[Task to complete] Collect each line from the rows below that contains the string "this".

──────── Given information

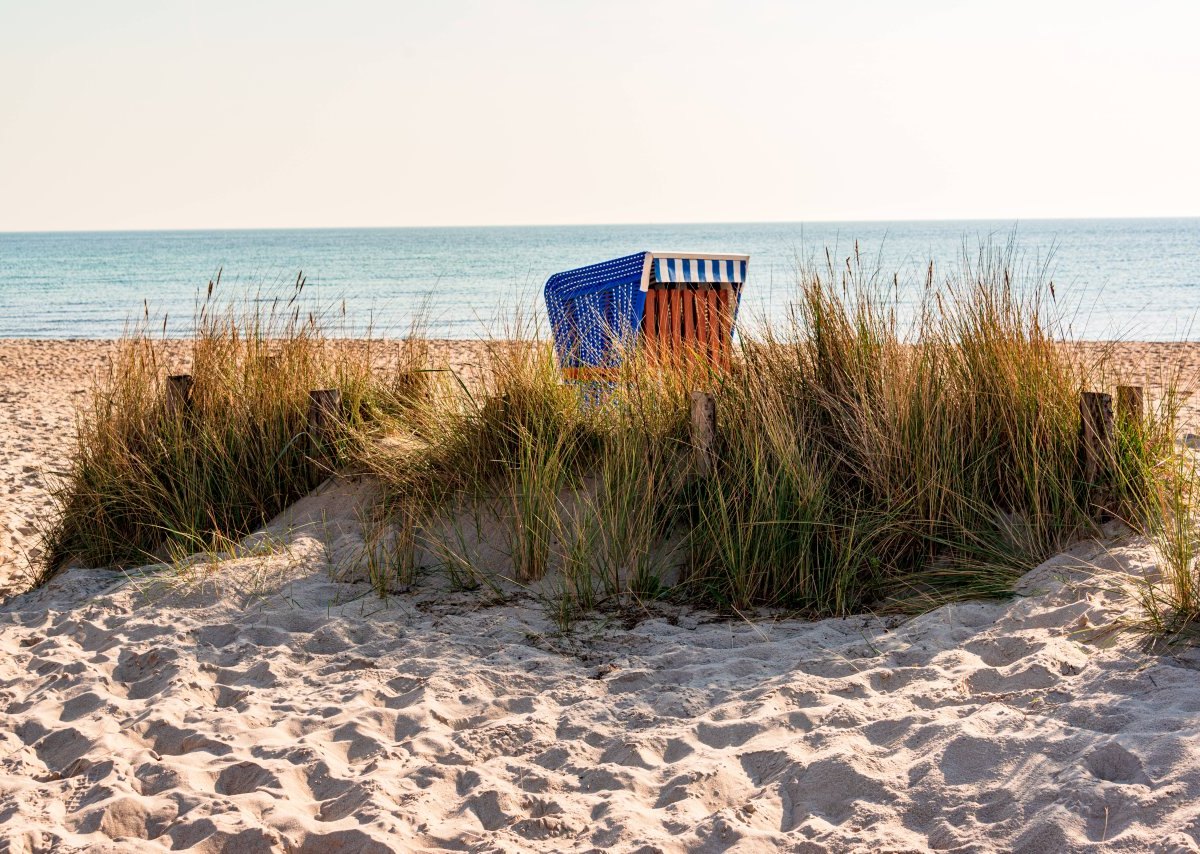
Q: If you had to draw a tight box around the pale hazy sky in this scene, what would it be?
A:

────────────────
──────── Given information

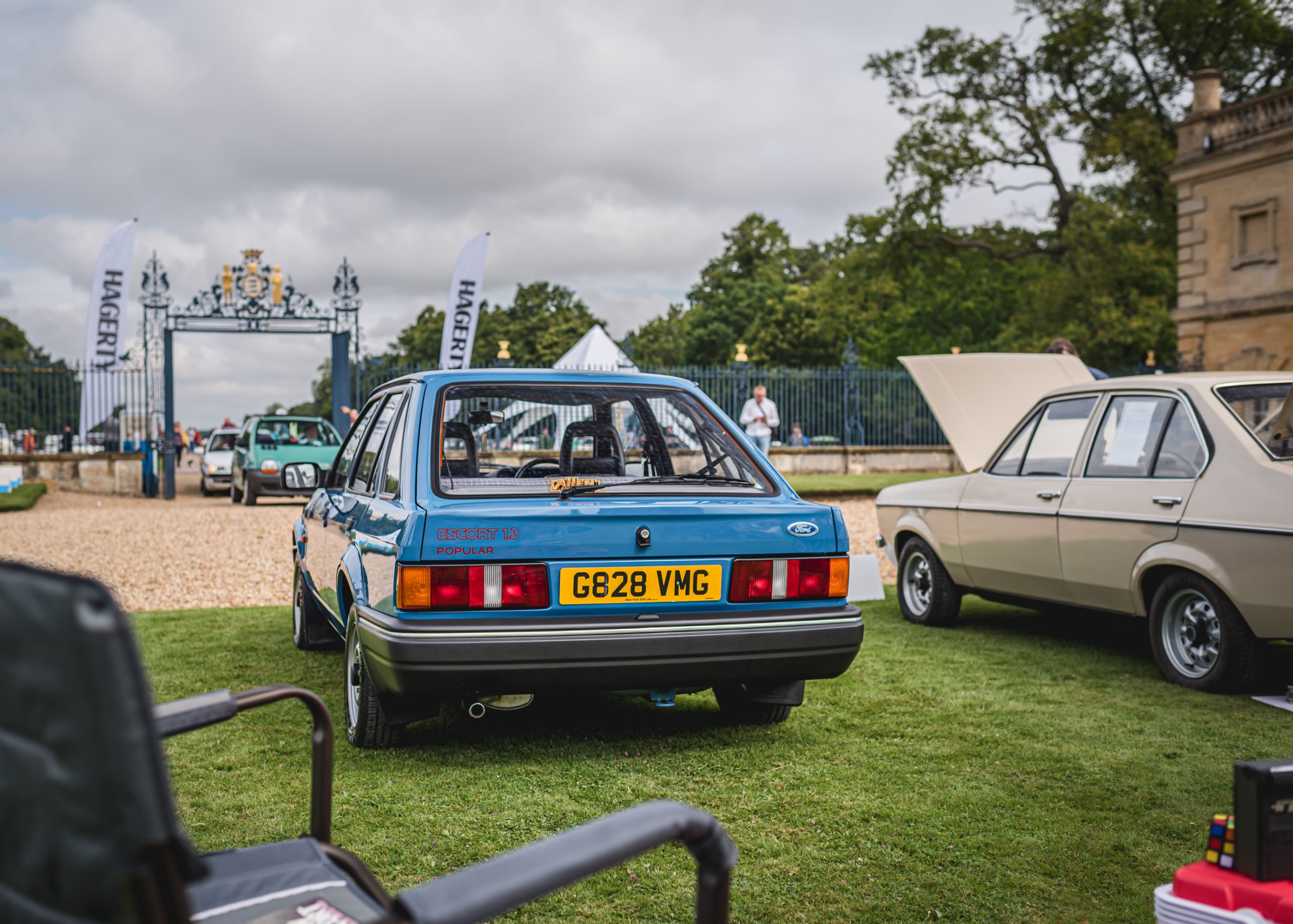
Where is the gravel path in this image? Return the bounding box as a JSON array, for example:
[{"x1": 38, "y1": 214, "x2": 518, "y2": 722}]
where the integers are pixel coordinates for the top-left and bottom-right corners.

────────────────

[Output]
Q: If you had to draw a tight box around the pale hazy sky in this scene, what would it be?
Where is the gravel path in this image? Return the bounding box as a JSON array, for example:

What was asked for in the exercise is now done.